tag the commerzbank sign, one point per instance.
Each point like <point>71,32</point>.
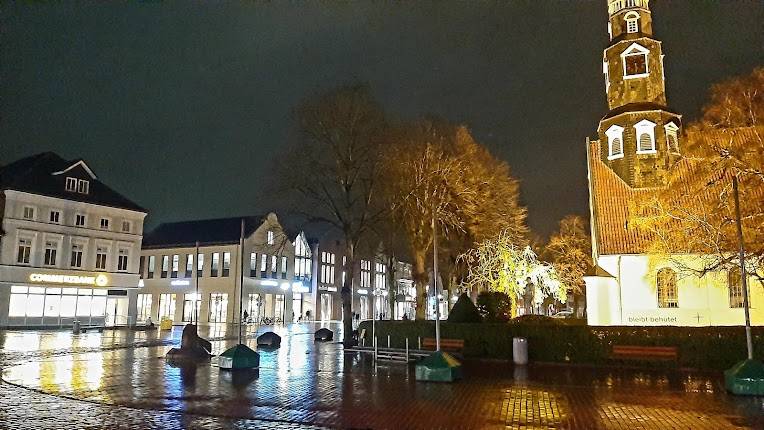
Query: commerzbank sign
<point>53,278</point>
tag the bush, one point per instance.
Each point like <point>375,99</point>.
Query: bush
<point>464,311</point>
<point>495,306</point>
<point>715,348</point>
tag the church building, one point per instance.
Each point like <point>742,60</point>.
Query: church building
<point>639,141</point>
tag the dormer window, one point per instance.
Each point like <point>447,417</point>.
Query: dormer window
<point>672,137</point>
<point>645,137</point>
<point>614,142</point>
<point>83,186</point>
<point>635,62</point>
<point>632,22</point>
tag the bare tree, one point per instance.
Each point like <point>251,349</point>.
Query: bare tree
<point>335,171</point>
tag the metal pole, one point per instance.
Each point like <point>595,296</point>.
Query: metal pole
<point>435,280</point>
<point>743,280</point>
<point>241,278</point>
<point>196,285</point>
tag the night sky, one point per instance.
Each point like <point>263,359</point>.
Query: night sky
<point>184,107</point>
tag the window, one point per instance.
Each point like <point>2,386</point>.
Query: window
<point>632,22</point>
<point>175,265</point>
<point>615,142</point>
<point>28,212</point>
<point>83,186</point>
<point>365,274</point>
<point>667,291</point>
<point>165,266</point>
<point>122,259</point>
<point>100,258</point>
<point>735,284</point>
<point>199,264</point>
<point>191,304</point>
<point>215,264</point>
<point>50,253</point>
<point>327,267</point>
<point>166,306</point>
<point>635,61</point>
<point>645,131</point>
<point>76,260</point>
<point>71,184</point>
<point>189,265</point>
<point>152,265</point>
<point>380,276</point>
<point>263,265</point>
<point>672,137</point>
<point>144,307</point>
<point>226,263</point>
<point>25,251</point>
<point>252,264</point>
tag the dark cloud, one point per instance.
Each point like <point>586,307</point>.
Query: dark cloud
<point>185,106</point>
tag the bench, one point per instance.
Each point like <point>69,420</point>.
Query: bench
<point>453,345</point>
<point>645,352</point>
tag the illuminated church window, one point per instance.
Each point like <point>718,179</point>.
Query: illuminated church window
<point>667,290</point>
<point>635,61</point>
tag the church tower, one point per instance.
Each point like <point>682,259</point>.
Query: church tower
<point>639,137</point>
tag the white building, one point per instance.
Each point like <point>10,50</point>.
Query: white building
<point>187,283</point>
<point>639,143</point>
<point>69,246</point>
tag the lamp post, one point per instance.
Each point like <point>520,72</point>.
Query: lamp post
<point>747,376</point>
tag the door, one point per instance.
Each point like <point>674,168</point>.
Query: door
<point>326,307</point>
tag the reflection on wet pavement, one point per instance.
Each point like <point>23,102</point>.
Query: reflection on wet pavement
<point>304,382</point>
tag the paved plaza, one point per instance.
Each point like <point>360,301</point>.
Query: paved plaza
<point>119,379</point>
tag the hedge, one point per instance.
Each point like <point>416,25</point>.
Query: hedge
<point>715,348</point>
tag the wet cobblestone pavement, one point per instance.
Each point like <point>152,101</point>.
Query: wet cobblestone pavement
<point>119,379</point>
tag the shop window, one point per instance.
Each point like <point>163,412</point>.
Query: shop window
<point>667,288</point>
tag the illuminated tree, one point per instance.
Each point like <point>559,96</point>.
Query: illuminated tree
<point>695,214</point>
<point>570,251</point>
<point>436,170</point>
<point>498,264</point>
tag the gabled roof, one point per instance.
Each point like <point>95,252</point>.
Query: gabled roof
<point>45,174</point>
<point>219,231</point>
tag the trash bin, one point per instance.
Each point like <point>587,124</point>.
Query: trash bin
<point>520,350</point>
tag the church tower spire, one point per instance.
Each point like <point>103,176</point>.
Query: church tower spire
<point>639,136</point>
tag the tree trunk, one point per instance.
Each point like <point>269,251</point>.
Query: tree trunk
<point>420,282</point>
<point>347,296</point>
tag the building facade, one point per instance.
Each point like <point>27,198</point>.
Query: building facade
<point>639,142</point>
<point>69,246</point>
<point>192,271</point>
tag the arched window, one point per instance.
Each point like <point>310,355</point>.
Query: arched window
<point>645,131</point>
<point>632,22</point>
<point>667,290</point>
<point>672,137</point>
<point>735,284</point>
<point>615,142</point>
<point>635,61</point>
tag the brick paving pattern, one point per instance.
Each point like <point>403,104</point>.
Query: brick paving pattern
<point>123,382</point>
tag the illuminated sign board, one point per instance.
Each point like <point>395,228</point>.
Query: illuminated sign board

▸ Exercise
Without the pictures, restate all of the entries above verbatim.

▸ Result for this task
tag the commerzbank sign, one point per instance.
Each point like <point>71,32</point>.
Query: commerzbank sign
<point>53,278</point>
tag the bush, one point per instance.
Each point like <point>375,99</point>.
Query: bush
<point>464,311</point>
<point>495,306</point>
<point>715,348</point>
tag the church building, one point per instance.
Each point like <point>742,60</point>.
Query: church building
<point>639,141</point>
tag the dormer window, one point per instance.
Each point like <point>447,417</point>.
Query: dormer window
<point>672,137</point>
<point>645,137</point>
<point>614,142</point>
<point>83,186</point>
<point>635,62</point>
<point>632,22</point>
tag the bare tree, one point per instance.
Each point like <point>251,349</point>.
Query: bare tree
<point>335,171</point>
tag the metal pole, one point per instance.
Each point like <point>595,296</point>.
Query: metal pole
<point>435,280</point>
<point>743,280</point>
<point>241,278</point>
<point>196,285</point>
tag the night sky, one point per instance.
Each point like <point>263,359</point>.
Query: night sky
<point>184,107</point>
tag the window, one point per instance.
Each point like <point>2,386</point>.
Query: window
<point>632,22</point>
<point>175,265</point>
<point>615,142</point>
<point>28,212</point>
<point>83,186</point>
<point>365,274</point>
<point>667,291</point>
<point>165,266</point>
<point>122,259</point>
<point>100,258</point>
<point>735,284</point>
<point>199,264</point>
<point>191,304</point>
<point>215,264</point>
<point>50,253</point>
<point>327,267</point>
<point>166,306</point>
<point>635,61</point>
<point>645,131</point>
<point>76,260</point>
<point>71,184</point>
<point>189,265</point>
<point>152,265</point>
<point>380,276</point>
<point>263,265</point>
<point>672,137</point>
<point>144,307</point>
<point>226,263</point>
<point>25,251</point>
<point>252,264</point>
tag the dark cloud, one point per instance.
Each point like <point>586,307</point>.
Query: dark cloud
<point>185,106</point>
tag the bench, one point per instance.
Each point like <point>69,420</point>.
Query: bench
<point>453,345</point>
<point>645,352</point>
tag the illuminated church window, one point per instance.
Each point like <point>718,179</point>.
Query: illuminated church window
<point>667,290</point>
<point>635,61</point>
tag the church tower, one point per instance.
Each point like <point>682,259</point>.
Query: church tower
<point>639,137</point>
tag the white building, one point per instance.
Each point like <point>10,50</point>.
Query: white building
<point>187,283</point>
<point>639,143</point>
<point>69,246</point>
tag the lamp post, one point per instance.
Each point like <point>520,72</point>.
Query: lamp post
<point>747,376</point>
tag the door, one point per instance.
Each point like <point>674,168</point>.
Query: door
<point>326,307</point>
tag the reflection on wet pavement, one point per instance.
Each point like <point>23,102</point>.
Query: reflection on wet pavement
<point>304,382</point>
tag the paved plaza, one point per instance.
Each point like <point>360,301</point>.
Query: paved plaza
<point>119,379</point>
tag the hedge, one point per instance.
Each point like <point>416,25</point>.
Query: hedge
<point>715,348</point>
tag the wet cobblestone pavement, one point per instance.
Each point like <point>152,101</point>.
Query: wet cobblestone pavement
<point>119,379</point>
tag the shop window, one point per instance.
Each point like <point>163,412</point>.
Query: shop window
<point>667,288</point>
tag the illuminated tree, one point per instance.
Each point like <point>559,96</point>.
Query: illuminated tree
<point>695,214</point>
<point>570,251</point>
<point>436,170</point>
<point>498,264</point>
tag the gabled roof, one point per instance.
Each point like <point>95,252</point>.
Query: gabled roof
<point>45,174</point>
<point>219,231</point>
tag the trash bin, one point per instance.
Each point like <point>587,124</point>.
Query: trash bin
<point>520,350</point>
tag the church tower spire, one point per instance.
Each point like <point>103,176</point>.
Query: church tower spire
<point>639,136</point>
tag the tree trunk, one point per instance.
Each point like <point>269,251</point>.
Query: tree trunk
<point>420,282</point>
<point>347,296</point>
tag the building facade, one point per instance.
Each point like <point>27,198</point>.
Query: building facade
<point>639,142</point>
<point>69,246</point>
<point>192,271</point>
tag the arched window, one point per instance.
Each point like <point>310,355</point>.
Query: arched window
<point>645,131</point>
<point>632,22</point>
<point>667,290</point>
<point>672,137</point>
<point>735,284</point>
<point>615,142</point>
<point>635,61</point>
tag the brick paving pattern, one point per instance.
Each point like <point>403,104</point>.
Query: brick paving pattern
<point>123,382</point>
tag the illuminated sign board, one point per instance.
Each point like <point>395,228</point>.
Query: illuminated sign board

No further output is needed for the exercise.